(GIVEN PROBLEM):
Render the lines of the listing below as a Markdown table with columns "Row" and "Line". Begin with the line containing "Objective — one point per instance of the orange", continue through the end of the listing, and leave out any blank lines.

- - - -

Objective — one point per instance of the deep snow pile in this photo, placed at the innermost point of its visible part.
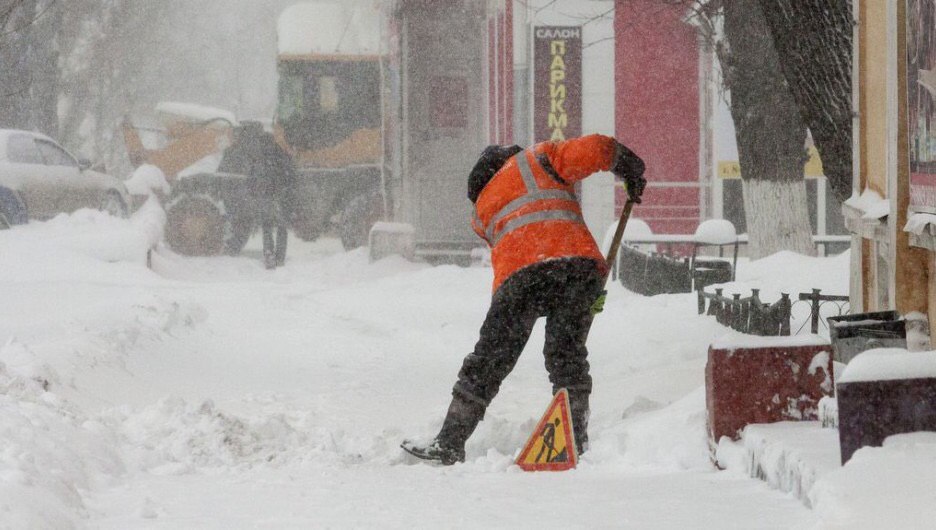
(129, 394)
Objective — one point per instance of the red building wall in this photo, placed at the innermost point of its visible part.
(657, 109)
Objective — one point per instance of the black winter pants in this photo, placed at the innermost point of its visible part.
(272, 215)
(563, 291)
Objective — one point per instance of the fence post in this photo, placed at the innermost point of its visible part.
(814, 311)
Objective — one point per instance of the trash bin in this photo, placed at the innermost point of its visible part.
(853, 334)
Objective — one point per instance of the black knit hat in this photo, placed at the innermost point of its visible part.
(489, 163)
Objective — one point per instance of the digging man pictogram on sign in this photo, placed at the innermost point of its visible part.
(549, 444)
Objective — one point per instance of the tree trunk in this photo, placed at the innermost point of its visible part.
(15, 74)
(770, 134)
(813, 39)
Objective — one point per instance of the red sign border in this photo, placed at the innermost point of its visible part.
(561, 400)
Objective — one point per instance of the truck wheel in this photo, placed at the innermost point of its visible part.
(195, 224)
(357, 218)
(198, 224)
(113, 204)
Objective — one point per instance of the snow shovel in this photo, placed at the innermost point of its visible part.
(613, 251)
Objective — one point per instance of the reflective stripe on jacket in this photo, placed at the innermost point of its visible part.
(528, 212)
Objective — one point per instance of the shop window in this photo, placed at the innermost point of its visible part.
(449, 102)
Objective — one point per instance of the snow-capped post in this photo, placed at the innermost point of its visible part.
(770, 132)
(884, 392)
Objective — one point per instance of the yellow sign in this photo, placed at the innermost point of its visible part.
(551, 447)
(731, 169)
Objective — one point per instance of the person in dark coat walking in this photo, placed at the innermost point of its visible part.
(255, 153)
(546, 264)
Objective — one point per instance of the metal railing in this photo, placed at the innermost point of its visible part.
(753, 316)
(748, 315)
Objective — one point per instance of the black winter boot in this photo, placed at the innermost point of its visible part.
(578, 405)
(448, 447)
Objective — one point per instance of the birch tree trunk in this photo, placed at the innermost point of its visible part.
(770, 134)
(814, 41)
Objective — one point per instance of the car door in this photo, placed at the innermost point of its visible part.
(29, 176)
(69, 191)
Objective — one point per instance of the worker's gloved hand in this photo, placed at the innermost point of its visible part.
(629, 168)
(598, 304)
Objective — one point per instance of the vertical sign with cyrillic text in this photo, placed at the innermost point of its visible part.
(557, 84)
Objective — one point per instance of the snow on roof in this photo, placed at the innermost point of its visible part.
(870, 203)
(330, 28)
(734, 340)
(146, 179)
(918, 222)
(716, 232)
(194, 113)
(883, 364)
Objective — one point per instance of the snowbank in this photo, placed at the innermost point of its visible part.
(734, 340)
(131, 393)
(870, 204)
(789, 456)
(73, 246)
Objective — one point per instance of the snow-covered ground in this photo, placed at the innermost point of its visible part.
(211, 393)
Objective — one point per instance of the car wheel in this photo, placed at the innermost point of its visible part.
(114, 205)
(358, 217)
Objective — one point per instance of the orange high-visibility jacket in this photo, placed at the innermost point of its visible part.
(528, 212)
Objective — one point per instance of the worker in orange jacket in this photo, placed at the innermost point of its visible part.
(546, 263)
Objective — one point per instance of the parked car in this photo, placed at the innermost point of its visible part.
(39, 179)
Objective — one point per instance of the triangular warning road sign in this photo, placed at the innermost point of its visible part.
(551, 447)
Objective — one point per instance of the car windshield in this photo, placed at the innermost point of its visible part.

- - - -

(SOLUTION):
| Row | Line |
|---|---|
| 1 | Objective — one point per instance of the orange high-visibility jacket in this photo, placed at the innermost point of its visible part. |
| 2 | (528, 212) |
| 3 | Objective — one point per instance of the worker in orange jacket in this photo, placed at the innermost point of its visible part. |
| 4 | (546, 263) |
| 5 | Objective — one point per instance of the parked car in this photo, placed at the innermost point of its visible part. |
| 6 | (39, 179) |
| 7 | Objective — one point per instance of the triangular warning road sign in this photo, placed at the innermost point of its visible part. |
| 8 | (551, 447) |
| 9 | Objective — one point per instance of the car windshield in this photo, placed at the innermost point of its visible part. |